***** Study material
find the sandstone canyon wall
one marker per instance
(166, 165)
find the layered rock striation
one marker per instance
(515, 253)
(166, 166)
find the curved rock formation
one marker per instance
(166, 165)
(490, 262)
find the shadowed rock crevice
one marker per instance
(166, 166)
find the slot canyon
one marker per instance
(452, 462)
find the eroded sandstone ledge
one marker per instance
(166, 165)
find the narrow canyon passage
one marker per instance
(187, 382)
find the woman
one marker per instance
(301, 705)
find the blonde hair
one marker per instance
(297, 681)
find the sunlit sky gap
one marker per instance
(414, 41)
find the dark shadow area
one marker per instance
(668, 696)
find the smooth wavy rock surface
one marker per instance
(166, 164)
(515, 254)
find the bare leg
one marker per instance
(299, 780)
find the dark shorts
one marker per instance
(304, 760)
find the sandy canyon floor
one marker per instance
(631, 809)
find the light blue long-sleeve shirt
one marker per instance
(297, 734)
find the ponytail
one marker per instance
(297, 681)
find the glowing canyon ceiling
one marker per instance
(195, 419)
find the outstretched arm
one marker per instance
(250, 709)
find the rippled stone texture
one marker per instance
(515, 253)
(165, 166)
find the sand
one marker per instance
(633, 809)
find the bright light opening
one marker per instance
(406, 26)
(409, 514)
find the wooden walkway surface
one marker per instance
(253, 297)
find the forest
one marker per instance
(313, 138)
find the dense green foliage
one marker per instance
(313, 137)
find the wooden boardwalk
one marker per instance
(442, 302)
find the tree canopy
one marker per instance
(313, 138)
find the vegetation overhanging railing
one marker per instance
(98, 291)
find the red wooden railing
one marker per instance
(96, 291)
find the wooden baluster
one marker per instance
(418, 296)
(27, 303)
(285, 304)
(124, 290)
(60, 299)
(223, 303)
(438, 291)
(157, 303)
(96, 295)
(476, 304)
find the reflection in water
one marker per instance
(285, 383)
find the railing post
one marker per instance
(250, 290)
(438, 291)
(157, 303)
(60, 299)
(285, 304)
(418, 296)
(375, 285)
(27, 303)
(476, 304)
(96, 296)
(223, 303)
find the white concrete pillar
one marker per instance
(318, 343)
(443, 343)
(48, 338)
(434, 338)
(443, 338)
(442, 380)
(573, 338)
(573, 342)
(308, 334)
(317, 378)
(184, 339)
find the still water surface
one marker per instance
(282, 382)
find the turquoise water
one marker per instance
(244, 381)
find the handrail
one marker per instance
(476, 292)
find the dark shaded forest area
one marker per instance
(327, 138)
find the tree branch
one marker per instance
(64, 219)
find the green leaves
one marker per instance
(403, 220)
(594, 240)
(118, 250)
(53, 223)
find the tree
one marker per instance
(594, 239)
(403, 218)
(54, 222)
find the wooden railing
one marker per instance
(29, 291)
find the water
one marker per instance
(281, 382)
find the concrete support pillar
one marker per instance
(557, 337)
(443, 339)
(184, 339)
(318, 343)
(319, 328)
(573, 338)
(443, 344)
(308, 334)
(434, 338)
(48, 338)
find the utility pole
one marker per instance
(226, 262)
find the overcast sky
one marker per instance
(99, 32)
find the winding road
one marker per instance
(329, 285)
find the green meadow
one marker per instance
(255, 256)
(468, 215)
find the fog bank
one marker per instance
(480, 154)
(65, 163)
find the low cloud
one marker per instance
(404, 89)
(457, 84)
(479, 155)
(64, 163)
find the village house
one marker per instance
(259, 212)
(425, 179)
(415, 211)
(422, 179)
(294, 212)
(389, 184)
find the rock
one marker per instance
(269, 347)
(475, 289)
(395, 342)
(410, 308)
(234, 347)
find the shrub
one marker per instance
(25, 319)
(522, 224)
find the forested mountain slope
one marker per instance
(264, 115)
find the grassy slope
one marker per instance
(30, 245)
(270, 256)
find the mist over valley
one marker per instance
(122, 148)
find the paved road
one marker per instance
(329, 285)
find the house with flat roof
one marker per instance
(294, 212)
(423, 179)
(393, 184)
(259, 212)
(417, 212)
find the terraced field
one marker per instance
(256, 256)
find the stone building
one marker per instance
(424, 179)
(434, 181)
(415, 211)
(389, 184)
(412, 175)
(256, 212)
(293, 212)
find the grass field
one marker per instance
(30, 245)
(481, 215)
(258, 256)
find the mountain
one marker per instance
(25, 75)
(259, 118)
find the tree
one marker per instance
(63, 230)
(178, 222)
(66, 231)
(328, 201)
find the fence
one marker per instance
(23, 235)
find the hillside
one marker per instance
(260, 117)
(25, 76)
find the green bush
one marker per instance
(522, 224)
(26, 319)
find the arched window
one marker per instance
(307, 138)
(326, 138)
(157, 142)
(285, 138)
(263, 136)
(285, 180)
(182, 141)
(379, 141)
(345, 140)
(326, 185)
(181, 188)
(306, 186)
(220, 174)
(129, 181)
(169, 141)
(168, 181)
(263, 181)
**********
What is required:
Set down, from the entries above, exactly the lines from the one with "find the fog bank" up to and including the one with "find the rock", and no other lines.

Answer for the task:
find the fog bank
one marker per instance
(480, 154)
(65, 163)
find the low cloud
one marker per instance
(404, 89)
(457, 84)
(479, 155)
(64, 163)
find the village house
one marker per instance
(259, 212)
(425, 179)
(415, 211)
(422, 179)
(294, 212)
(389, 184)
find the rock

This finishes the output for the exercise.